MATERIAL FOR THIS TASK:
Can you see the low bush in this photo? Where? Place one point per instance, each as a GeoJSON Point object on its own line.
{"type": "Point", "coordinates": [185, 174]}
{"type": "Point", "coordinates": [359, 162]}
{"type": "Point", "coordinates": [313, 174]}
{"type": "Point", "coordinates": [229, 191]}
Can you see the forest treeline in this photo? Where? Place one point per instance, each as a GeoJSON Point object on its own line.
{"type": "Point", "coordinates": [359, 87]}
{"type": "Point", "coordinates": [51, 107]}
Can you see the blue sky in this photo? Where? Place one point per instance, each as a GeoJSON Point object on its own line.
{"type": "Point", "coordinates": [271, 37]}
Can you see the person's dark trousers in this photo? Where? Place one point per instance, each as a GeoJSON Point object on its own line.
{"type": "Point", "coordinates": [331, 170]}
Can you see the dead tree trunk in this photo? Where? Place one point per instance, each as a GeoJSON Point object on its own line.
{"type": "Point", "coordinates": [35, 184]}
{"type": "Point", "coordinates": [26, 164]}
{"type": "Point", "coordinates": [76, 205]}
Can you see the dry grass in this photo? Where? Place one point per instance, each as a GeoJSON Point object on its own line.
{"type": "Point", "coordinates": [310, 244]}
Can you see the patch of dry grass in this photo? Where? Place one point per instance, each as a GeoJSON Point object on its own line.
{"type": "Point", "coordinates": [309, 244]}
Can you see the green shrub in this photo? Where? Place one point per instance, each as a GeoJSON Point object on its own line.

WHAT THE EXERCISE ASKS: Reproduce every item above word for word, in the same order, with each one on its own line.

WRITTEN REPLY:
Can you see the low bush in this photo? Where? Place one point per instance, each as a GeoJSON Point object on its own line.
{"type": "Point", "coordinates": [185, 174]}
{"type": "Point", "coordinates": [359, 162]}
{"type": "Point", "coordinates": [313, 174]}
{"type": "Point", "coordinates": [229, 191]}
Can you see the forest treeline in this photo? Where? Place one point per instance, each as a GeoJSON Point object on its own line.
{"type": "Point", "coordinates": [359, 87]}
{"type": "Point", "coordinates": [51, 107]}
Can you see the blue sky in this photo? Where? Place one point per instance, each as a GeoJSON Point object on its own line.
{"type": "Point", "coordinates": [271, 37]}
Can you see the person's dark trousers in this photo? Where? Place one point per instance, each as a GeoJSON Point object on its own line.
{"type": "Point", "coordinates": [331, 170]}
Can you see the dead tree trunk in this photo? Where? Place one point per instance, each as a GeoJSON Point object on its own line.
{"type": "Point", "coordinates": [35, 184]}
{"type": "Point", "coordinates": [26, 164]}
{"type": "Point", "coordinates": [76, 205]}
Can you see the dry grass in this photo? Where? Place one point per instance, each as a GeoJSON Point object on its own line.
{"type": "Point", "coordinates": [310, 244]}
Can you see the patch of dry grass in this photo? Where? Place one point per instance, each as a GeoJSON Point object on its own line.
{"type": "Point", "coordinates": [309, 244]}
Can you see the green shrub in this photo? Where? Place one point per instance, each as a GeoJSON Point object on its own line.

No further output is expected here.